Dataset rows.
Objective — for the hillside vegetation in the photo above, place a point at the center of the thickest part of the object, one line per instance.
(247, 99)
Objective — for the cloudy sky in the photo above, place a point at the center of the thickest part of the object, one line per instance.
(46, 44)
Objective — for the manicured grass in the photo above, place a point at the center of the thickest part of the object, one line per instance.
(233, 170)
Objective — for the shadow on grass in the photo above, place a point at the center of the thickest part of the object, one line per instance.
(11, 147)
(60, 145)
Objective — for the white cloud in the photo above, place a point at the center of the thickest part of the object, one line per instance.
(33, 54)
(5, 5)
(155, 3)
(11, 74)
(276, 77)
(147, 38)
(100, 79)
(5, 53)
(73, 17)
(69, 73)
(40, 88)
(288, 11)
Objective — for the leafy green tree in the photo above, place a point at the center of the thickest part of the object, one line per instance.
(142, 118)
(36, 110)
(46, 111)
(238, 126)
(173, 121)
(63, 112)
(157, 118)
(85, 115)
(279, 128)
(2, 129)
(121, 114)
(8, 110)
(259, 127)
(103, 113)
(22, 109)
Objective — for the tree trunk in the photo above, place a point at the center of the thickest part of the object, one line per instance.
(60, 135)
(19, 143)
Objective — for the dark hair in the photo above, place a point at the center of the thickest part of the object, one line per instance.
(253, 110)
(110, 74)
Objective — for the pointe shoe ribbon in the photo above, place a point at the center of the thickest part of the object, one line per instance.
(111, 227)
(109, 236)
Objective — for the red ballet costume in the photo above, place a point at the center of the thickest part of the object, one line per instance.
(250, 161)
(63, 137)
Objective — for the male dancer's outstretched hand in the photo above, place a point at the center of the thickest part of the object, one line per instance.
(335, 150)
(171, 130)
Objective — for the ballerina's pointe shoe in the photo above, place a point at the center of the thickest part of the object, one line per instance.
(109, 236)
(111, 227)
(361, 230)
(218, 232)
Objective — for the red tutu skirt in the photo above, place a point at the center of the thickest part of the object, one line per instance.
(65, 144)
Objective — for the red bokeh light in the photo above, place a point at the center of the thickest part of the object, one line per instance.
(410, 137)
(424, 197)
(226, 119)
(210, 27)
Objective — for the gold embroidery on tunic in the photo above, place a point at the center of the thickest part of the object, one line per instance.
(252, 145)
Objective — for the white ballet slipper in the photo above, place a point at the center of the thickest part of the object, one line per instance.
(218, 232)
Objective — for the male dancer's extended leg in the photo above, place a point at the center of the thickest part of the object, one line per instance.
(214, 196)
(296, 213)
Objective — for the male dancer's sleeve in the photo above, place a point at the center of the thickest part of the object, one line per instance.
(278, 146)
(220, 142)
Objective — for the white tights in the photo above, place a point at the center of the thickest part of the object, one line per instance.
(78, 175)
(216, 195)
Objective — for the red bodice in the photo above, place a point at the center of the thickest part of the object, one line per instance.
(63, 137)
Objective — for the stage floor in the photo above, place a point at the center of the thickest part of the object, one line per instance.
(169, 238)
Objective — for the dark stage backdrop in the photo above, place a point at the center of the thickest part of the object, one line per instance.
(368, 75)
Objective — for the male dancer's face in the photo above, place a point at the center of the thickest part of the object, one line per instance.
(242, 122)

Exercise directions. Copy every line of the dataset rows above without any changes.

Exercise result.
Objective — for the hillside vegetation in the photo above, place a point at the center of the thickest part of the object, one line per instance.
(247, 99)
Objective — for the cloudy sky in the photo above, place a point at the center of the thickest part of the object, one line per instance.
(46, 44)
Objective — for the manicured grass in the photo above, place a point at the center of the thickest part of the object, one line per instance.
(233, 170)
Objective — for the shadow on grass in the photo above, place a point at the center of the thickest part of the object, one line per instance.
(11, 147)
(60, 145)
Objective — for the white cloud in the photo above, place a point at the center of the thickest part of the object, one line per instance.
(33, 54)
(5, 5)
(155, 3)
(11, 74)
(276, 77)
(147, 38)
(100, 79)
(5, 53)
(73, 17)
(69, 73)
(40, 88)
(288, 11)
Objective — for the leafy green tree in the photo above, place a point at the center of the thickest part of the object, one line per instance.
(142, 118)
(36, 110)
(46, 111)
(238, 126)
(173, 121)
(63, 112)
(157, 118)
(85, 115)
(279, 128)
(2, 129)
(121, 114)
(8, 110)
(259, 127)
(103, 113)
(22, 109)
Objective — for the tree trunk in the photo above, place a point at the center of the thickest part of the object, one line per instance.
(60, 135)
(19, 143)
Objective — for the dark hair in the photo above, place a point at the center of the thickest part of the object, one line per instance.
(253, 110)
(110, 74)
Objective — for the pointe shoe ribbon in the photo above, place a point at the center of the thickest part of the object, one line per instance.
(111, 227)
(109, 236)
Objective — for the red ballet costume in the photo above, place a point at the center of the thickest part of the object, one line per instance.
(250, 161)
(63, 137)
Objective — for the male dancer's outstretched hand in the photo above, place a point at the center of the thickest part of the object, one line per instance.
(335, 150)
(171, 130)
Objective — for the ballerina's pointe shoe in the photo above, place a point at the center of the thickest part of the object, one line per instance.
(109, 236)
(111, 227)
(361, 230)
(218, 232)
Objective — for the red tutu skirt in the photo above, place a point at the center of the thickest part of the object, one line per instance.
(65, 144)
Objective — for the red bokeh light in the photo above, place a point at the center of the thickest part of the object, one line per instance.
(410, 137)
(424, 197)
(226, 119)
(210, 27)
Objective — for the gold embroidery on tunic in the photo above, place a point at the center of the thickest part of the object, one line per instance.
(252, 145)
Objective — for the white ballet slipper in the photo above, place a point at the center of the thickest part of the object, one line per instance.
(218, 232)
Objective — for the male dancer's extended leg in the photo above, place a point at the center of the thickest part of the object, one line per instance.
(214, 196)
(296, 213)
Objective — for the male dancer's sleeve in the photo above, place a point at the center of the thickest part of the object, one line per instance.
(278, 146)
(220, 142)
Objective — for the white tights in the photo above, place a point at the center of the thickest part of the object, one line per instance.
(78, 175)
(216, 195)
Objective — for the red bodice in the photo above, place a point at the center of the thickest part of the object, one line per instance.
(63, 137)
Objective — for the stage floor in the photo above, place a point at the center of the thickest part of the object, one line per instance.
(169, 238)
Objective — for the dark stage backdrop in the photo above, place a point at the center of the thickest part of the object, one line per instance.
(368, 75)
Objective — for the male dancer's face in the photo above, place a point at the center of the thickest part of the object, one line per instance.
(242, 122)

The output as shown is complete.